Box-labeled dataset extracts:
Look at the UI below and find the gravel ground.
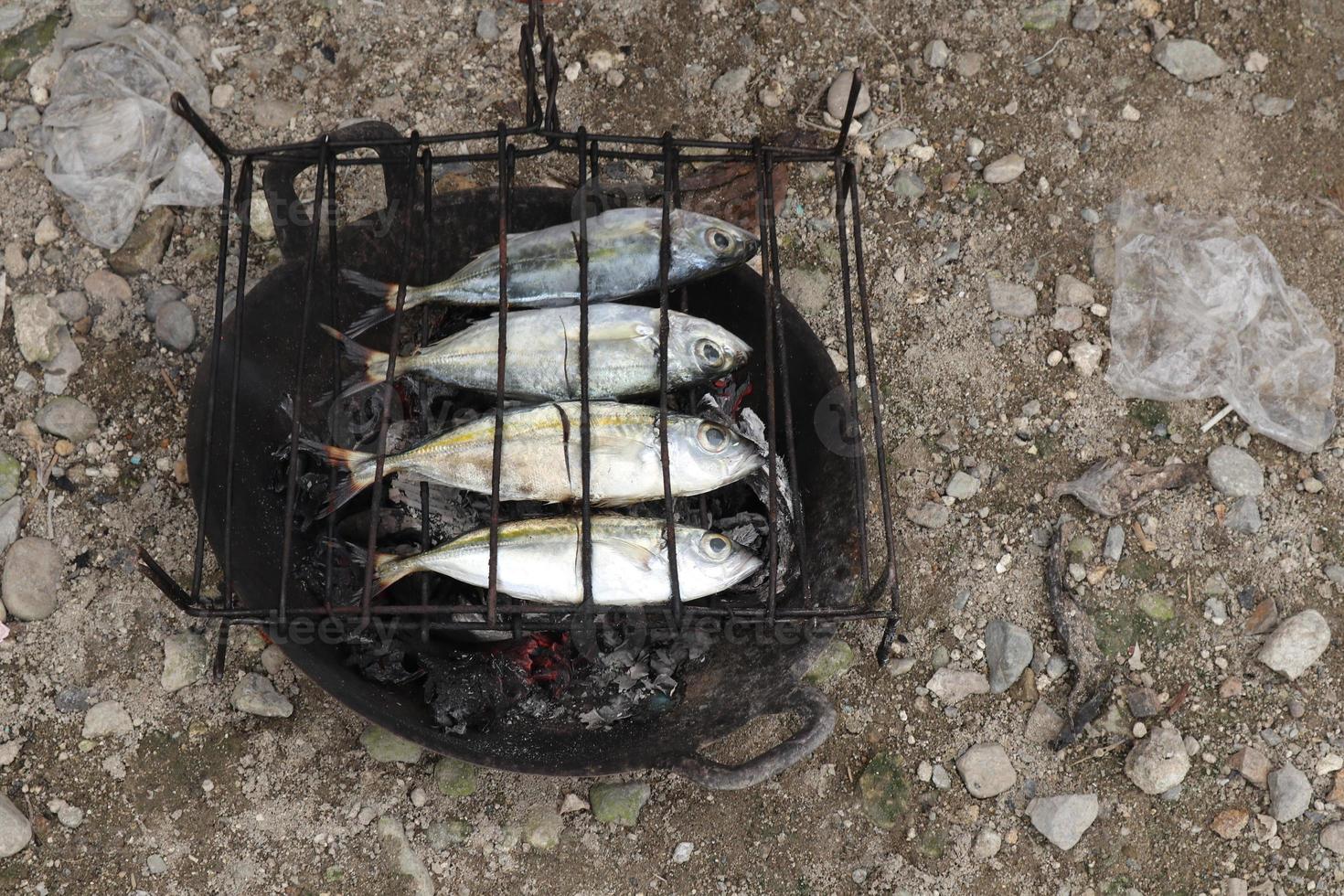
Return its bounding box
[0,0,1344,895]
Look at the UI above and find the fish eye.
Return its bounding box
[709,227,732,252]
[695,338,729,369]
[700,532,731,560]
[696,423,729,454]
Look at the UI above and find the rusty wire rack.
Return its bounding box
[140,0,901,669]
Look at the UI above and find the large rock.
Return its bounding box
[0,793,32,859]
[158,632,209,693]
[1209,444,1264,498]
[35,395,98,443]
[11,295,65,364]
[986,619,1035,693]
[1125,727,1189,795]
[1269,763,1312,821]
[0,536,66,622]
[229,672,294,719]
[108,206,177,277]
[1255,610,1330,678]
[957,743,1018,799]
[1153,39,1227,85]
[1027,794,1097,850]
[859,752,910,830]
[80,699,134,741]
[589,782,652,827]
[987,275,1036,320]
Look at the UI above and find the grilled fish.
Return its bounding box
[343,208,760,336]
[323,305,752,399]
[357,513,761,606]
[305,401,764,513]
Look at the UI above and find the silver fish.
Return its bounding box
[323,305,752,399]
[343,208,760,336]
[357,513,761,606]
[305,401,764,512]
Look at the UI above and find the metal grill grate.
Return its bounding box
[140,0,899,667]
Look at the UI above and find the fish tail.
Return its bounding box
[324,539,417,593]
[341,267,423,336]
[300,439,391,518]
[321,324,389,387]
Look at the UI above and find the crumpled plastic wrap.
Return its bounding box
[1106,194,1335,452]
[42,22,224,250]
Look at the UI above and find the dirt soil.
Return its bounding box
[0,0,1344,895]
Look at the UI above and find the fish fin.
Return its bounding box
[300,439,391,518]
[321,324,389,384]
[323,539,415,593]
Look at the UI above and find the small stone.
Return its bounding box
[1021,0,1069,31]
[1209,444,1264,497]
[970,827,1003,861]
[827,69,872,121]
[0,452,23,501]
[1027,794,1098,852]
[957,743,1018,799]
[1125,688,1163,719]
[924,37,952,69]
[108,206,177,277]
[32,215,60,246]
[1072,3,1102,31]
[987,281,1036,320]
[890,168,927,198]
[1321,821,1344,856]
[872,128,919,153]
[711,66,752,97]
[1269,763,1312,822]
[1209,807,1252,839]
[158,632,209,693]
[804,638,853,684]
[11,295,65,364]
[944,470,980,501]
[1227,747,1269,790]
[475,6,500,43]
[1252,92,1297,118]
[859,752,910,830]
[229,672,294,719]
[1055,274,1097,307]
[80,699,134,741]
[209,85,234,109]
[1153,37,1227,83]
[986,619,1035,693]
[986,153,1027,184]
[0,793,32,859]
[523,808,564,853]
[34,395,98,444]
[1253,610,1330,679]
[1026,699,1064,744]
[51,289,89,324]
[0,536,66,622]
[1125,728,1189,796]
[952,52,986,79]
[155,303,197,352]
[924,667,989,707]
[1050,307,1083,333]
[432,756,477,799]
[589,782,652,827]
[358,725,425,765]
[906,501,950,529]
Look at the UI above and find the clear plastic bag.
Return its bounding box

### Given task
Convert the listing, from the line containing "Look at the UI above and find the metal" down to the line containing "[323,539,415,593]", into a two-column CSV with the headers request and boxes. Give one row per request, with its text in one quoted field and its answer in the other, and replace line breaks with spaces.

### Response
request,boxes
"Look at the UI above and find the metal grill grate. Return its bounding box","[140,0,899,667]"
"Look at the UI above and find the fish tail. Return its bounding box","[324,539,417,593] [341,267,423,336] [300,439,391,518] [321,324,389,387]"
"Look at the UI above and find the crumpled plastic wrap. Return its bounding box","[1106,194,1335,452] [42,22,224,250]"
"Look at the UI above and find the dirt soil. Return its bounding box","[0,0,1344,895]"
"Look at the UI above and find the fish fin. Return its bounding box","[300,439,391,518] [321,324,389,384] [323,539,415,593]"